Goal of the exercise -
Write out everything from "In today's guest" down to "the lot, IME)." in the text on childcare, swapping "grandparents" for "grandmothers".

Text provided -
>> Start

In today's guest blog, Gransnet Editor Geraldine Bedell argues that it may not be possible or desirable for grandparents to plug the "looming care-gap crisis" - and that we need to find an alternative solution.
Read her post, and tell us what you think. Do you rely on your own parents for childcare - and would you be forced to stop work if they weren't able to help? If the retirement age increases, what can be done to fill the childcare gap?
Let us have your thoughts - and if you post on this topic, do link to your URL on the thread.
I liked Geraldine Bedell's post and I liked the comparison between the Scandinavian and the Mediterranean childcare models (Spanish grandparents are the most devoted of the lot, IME).
For me, the real, big issue is whether institutionalising our children from the earliest age is going to provide them with the emotional support to make happy, balanced adults of them. I personally have severe reservations about early and continued institutionalisation of children and for that reason alone I cannot support any sort of political system that wants all adults of sound body and mind in paid work outside the home. I think we need a significant proportion of adults of sound body and mind bringing up DC in the home. I know a lot of Scandinavians and I am not impressed with the state of their relationships, and nor are they - most of the Scandinavians I know choose to have a SAHP, because they are in a situation (living outside their home country) where that is possible.

>> End

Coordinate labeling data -
>> Start

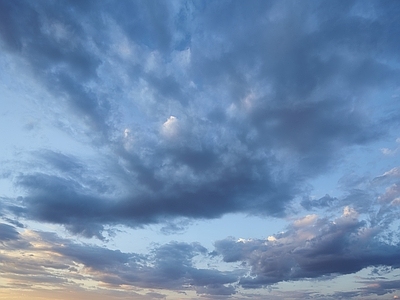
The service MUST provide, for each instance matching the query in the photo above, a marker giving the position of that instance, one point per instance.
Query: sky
(199, 149)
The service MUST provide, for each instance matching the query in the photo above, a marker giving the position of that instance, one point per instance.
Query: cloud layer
(154, 112)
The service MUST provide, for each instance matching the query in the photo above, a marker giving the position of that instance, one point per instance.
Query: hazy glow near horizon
(199, 149)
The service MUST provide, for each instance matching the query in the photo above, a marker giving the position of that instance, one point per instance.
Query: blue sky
(199, 149)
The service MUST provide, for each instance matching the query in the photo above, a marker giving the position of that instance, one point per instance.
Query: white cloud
(170, 128)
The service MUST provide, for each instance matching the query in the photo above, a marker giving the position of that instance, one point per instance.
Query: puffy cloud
(51, 258)
(263, 108)
(311, 248)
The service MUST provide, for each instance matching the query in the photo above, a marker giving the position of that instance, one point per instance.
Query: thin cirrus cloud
(197, 110)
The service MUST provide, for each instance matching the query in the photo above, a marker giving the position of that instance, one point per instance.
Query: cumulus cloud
(261, 110)
(169, 266)
(311, 248)
(195, 110)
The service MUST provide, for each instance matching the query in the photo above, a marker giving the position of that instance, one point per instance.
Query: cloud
(311, 248)
(193, 117)
(50, 258)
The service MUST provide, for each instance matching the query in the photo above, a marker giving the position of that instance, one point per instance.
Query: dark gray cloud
(311, 248)
(202, 109)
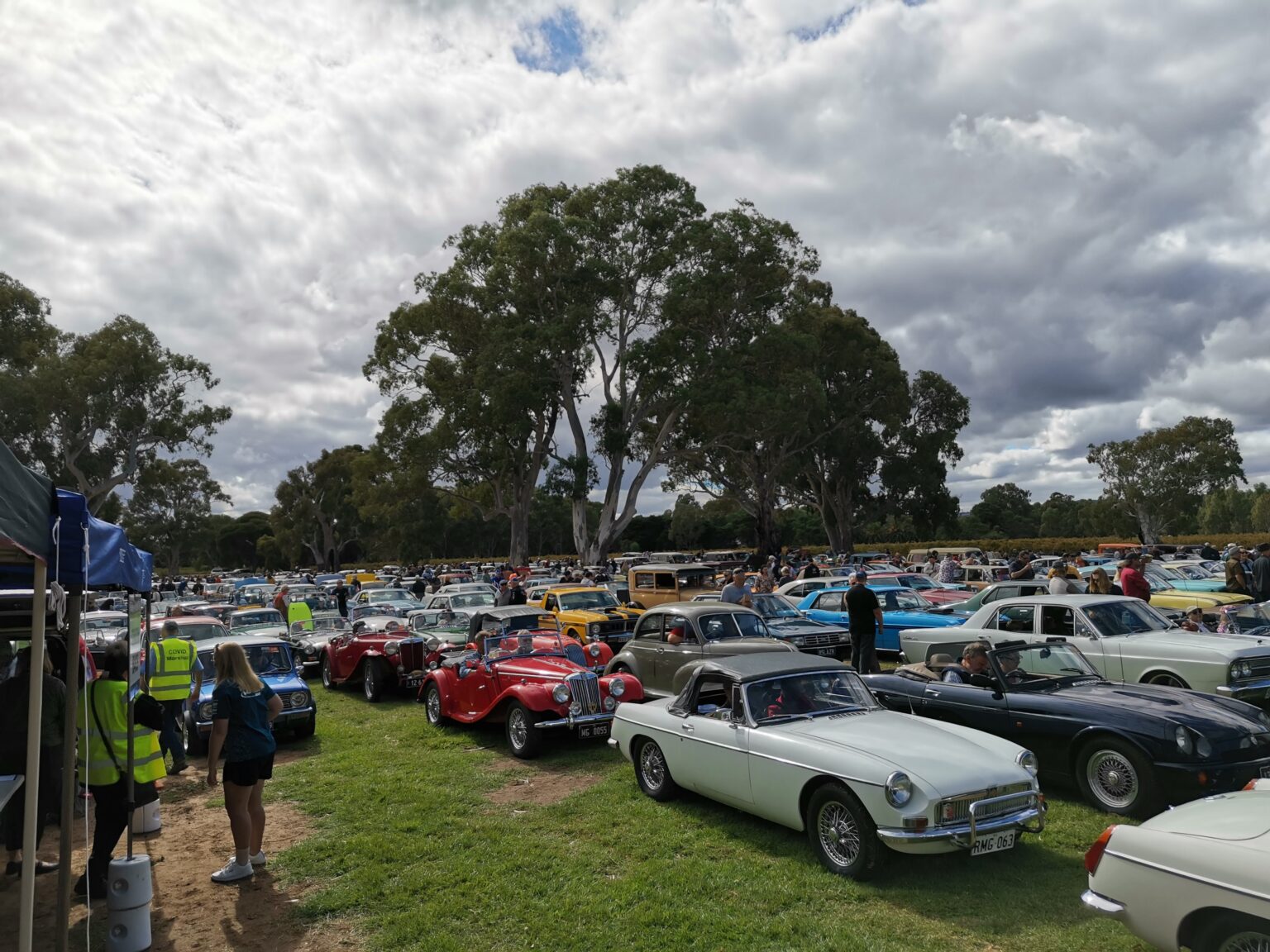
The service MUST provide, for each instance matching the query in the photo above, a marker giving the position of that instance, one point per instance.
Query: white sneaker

>> End

Finished answer -
In today's guest blog, Gransnet Editor Geraldine Bedell argues that it may not be possible or desirable for grandmothers to plug the "looming care-gap crisis" - and that we need to find an alternative solution.
Read her post, and tell us what you think. Do you rely on your own parents for childcare - and would you be forced to stop work if they weren't able to help? If the retirement age increases, what can be done to fill the childcare gap?
Let us have your thoughts - and if you post on this topic, do link to your URL on the thread.
I liked Geraldine Bedell's post and I liked the comparison between the Scandinavian and the Mediterranean childcare models (Spanish grandmothers are the most devoted of the lot, IME).